------ Materials provided ------

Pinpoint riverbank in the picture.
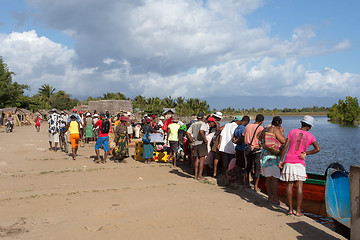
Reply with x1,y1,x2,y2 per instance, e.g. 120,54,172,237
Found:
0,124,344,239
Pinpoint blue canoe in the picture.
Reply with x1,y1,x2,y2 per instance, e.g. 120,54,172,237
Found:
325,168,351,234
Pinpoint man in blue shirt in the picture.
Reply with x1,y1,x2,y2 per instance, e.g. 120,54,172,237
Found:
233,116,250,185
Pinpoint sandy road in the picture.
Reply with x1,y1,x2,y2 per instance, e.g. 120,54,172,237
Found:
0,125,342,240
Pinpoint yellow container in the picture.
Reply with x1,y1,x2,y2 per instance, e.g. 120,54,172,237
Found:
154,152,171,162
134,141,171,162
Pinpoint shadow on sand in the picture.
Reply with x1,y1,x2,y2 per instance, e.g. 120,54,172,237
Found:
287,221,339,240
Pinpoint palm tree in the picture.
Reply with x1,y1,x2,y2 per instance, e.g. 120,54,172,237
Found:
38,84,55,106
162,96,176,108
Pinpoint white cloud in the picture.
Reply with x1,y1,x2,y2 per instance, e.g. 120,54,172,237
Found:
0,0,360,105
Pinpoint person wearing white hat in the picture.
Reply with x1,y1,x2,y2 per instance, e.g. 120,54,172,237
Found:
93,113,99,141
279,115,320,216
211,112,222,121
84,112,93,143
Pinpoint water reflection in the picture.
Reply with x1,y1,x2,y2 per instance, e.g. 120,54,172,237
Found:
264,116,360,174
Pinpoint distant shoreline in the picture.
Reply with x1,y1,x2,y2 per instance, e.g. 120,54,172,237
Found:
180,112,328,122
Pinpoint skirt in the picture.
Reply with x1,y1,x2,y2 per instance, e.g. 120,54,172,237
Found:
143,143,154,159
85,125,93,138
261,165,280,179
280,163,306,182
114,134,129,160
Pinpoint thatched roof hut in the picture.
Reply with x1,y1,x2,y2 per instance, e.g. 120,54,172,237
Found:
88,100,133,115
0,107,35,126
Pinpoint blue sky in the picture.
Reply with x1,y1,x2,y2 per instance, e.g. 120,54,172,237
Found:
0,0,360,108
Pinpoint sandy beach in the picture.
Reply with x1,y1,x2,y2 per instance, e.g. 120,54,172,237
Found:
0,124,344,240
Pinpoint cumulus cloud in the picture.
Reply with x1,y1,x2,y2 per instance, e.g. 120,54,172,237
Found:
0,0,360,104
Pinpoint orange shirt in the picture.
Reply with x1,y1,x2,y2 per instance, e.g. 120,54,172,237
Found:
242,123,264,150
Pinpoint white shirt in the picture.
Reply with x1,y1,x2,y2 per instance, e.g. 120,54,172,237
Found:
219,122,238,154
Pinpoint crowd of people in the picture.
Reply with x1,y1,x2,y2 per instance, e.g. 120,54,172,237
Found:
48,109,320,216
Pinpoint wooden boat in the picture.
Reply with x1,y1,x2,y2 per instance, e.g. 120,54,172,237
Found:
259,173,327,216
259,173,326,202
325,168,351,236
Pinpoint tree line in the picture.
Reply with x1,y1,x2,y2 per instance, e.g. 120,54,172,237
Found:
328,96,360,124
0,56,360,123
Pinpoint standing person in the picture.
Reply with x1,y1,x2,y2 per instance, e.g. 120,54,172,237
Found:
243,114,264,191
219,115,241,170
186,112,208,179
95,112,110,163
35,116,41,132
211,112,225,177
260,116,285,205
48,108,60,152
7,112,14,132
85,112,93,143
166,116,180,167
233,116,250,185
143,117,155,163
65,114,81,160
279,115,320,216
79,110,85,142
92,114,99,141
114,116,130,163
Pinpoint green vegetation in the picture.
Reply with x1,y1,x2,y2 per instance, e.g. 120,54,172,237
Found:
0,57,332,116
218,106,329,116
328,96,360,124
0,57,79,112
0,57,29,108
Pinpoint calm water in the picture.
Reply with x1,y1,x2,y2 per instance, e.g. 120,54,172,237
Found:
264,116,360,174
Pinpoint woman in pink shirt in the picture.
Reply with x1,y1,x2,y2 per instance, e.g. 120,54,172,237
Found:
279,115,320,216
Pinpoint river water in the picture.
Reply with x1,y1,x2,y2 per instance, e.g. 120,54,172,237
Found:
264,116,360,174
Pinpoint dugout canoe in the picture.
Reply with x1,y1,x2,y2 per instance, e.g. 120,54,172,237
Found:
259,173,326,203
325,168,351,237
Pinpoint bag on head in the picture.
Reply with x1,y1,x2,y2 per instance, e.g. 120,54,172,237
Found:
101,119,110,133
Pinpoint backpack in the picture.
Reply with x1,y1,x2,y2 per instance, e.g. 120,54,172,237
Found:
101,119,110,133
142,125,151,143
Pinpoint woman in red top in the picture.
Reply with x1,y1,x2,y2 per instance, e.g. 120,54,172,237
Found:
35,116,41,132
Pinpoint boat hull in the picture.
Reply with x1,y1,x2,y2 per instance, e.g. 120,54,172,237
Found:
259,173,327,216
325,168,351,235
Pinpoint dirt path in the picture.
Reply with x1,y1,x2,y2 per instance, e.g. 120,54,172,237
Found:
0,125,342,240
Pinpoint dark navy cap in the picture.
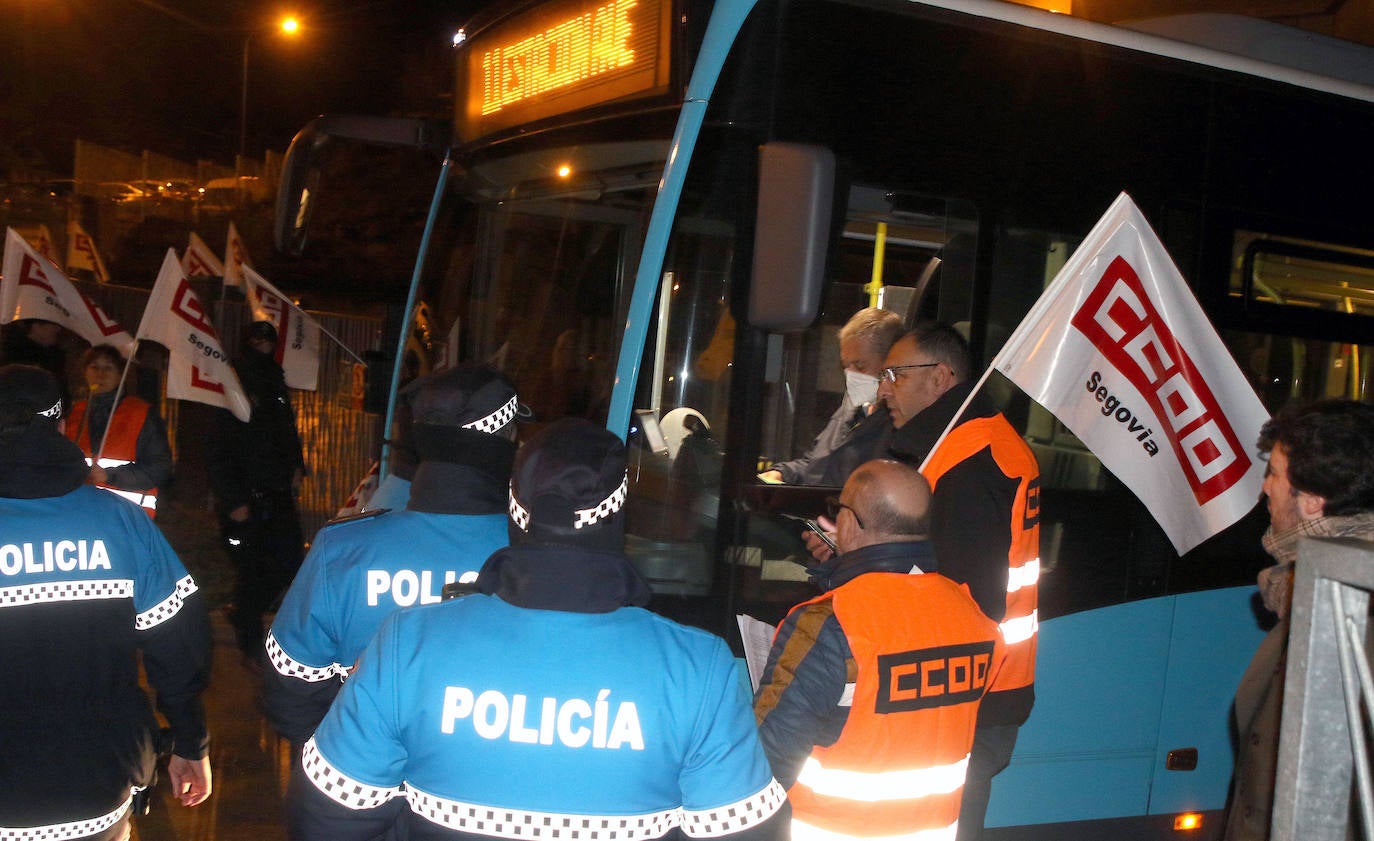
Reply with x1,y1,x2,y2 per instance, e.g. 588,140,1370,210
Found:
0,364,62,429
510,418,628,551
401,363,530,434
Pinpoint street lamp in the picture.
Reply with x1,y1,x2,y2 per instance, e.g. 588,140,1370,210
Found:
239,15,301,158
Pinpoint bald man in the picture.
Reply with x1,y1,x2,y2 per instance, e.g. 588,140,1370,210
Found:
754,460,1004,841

------
------ Materials provided ------

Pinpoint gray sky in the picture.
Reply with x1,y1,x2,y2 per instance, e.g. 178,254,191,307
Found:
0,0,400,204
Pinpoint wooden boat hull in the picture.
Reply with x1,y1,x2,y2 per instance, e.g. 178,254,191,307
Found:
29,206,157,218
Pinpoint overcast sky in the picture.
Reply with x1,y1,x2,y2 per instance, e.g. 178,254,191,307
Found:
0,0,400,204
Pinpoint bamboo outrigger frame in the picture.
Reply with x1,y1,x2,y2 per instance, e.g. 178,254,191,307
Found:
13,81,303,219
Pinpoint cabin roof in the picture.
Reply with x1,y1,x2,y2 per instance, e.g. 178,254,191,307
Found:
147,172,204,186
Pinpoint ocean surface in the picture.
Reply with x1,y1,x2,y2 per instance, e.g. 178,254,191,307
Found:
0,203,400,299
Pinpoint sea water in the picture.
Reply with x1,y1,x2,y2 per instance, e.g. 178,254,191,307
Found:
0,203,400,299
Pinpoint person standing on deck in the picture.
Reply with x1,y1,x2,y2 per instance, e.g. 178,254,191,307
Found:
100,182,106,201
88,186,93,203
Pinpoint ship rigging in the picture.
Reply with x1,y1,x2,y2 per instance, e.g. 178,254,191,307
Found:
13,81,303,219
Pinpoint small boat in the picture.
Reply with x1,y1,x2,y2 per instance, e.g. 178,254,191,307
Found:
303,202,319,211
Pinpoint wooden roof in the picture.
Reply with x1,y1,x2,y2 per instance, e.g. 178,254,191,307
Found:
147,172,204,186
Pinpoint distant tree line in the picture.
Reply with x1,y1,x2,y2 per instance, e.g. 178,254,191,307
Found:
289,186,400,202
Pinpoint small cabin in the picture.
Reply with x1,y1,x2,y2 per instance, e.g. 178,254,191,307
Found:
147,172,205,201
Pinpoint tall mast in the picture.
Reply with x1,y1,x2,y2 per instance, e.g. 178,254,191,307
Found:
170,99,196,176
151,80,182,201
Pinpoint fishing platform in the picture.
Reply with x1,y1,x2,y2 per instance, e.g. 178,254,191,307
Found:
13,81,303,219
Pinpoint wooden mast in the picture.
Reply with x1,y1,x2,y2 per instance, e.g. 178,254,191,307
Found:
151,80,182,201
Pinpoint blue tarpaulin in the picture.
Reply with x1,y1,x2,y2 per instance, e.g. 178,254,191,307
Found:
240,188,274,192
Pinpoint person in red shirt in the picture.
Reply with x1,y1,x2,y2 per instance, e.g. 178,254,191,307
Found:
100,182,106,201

------

Exercise: Output as a numbered list, skipping blank lines, the lines of the records starting at the line that contains "Pinpoint wooden boat in the picture." and ending at the line that contains "0,57,29,108".

Completed task:
1. Pinpoint wooden boat in the picture.
2. Reply with x1,y1,x2,y2 per instance, e.g. 120,54,172,237
3. Found:
4. 259,173,327,216
5. 259,173,326,202
6. 325,168,351,236
7. Pinpoint tree line in the picture.
8. Reply with x1,y1,x2,y2 per instance, e.g. 120,54,172,237
9. Found:
10. 328,96,360,124
11. 0,56,360,123
12. Pinpoint standing person in the picture.
13. Reply with x1,y1,x2,y2 per instance, e.g. 120,54,172,237
14. Found:
15. 243,114,264,191
16. 219,115,241,170
17. 186,112,208,179
18. 95,112,110,163
19. 35,116,41,132
20. 211,112,225,177
21. 260,116,285,205
22. 48,108,60,152
23. 7,112,14,132
24. 85,112,93,143
25. 166,116,180,167
26. 233,116,250,185
27. 143,117,155,163
28. 65,114,81,160
29. 279,115,320,216
30. 79,110,85,142
31. 92,114,99,141
32. 114,116,130,163
33. Pinpoint green vegetation in the picture.
34. Reply with x1,y1,x2,y2 per instance, e.g. 120,54,172,237
35. Found:
36. 0,57,332,116
37. 218,106,329,116
38. 328,96,360,124
39. 0,57,79,112
40. 0,57,29,108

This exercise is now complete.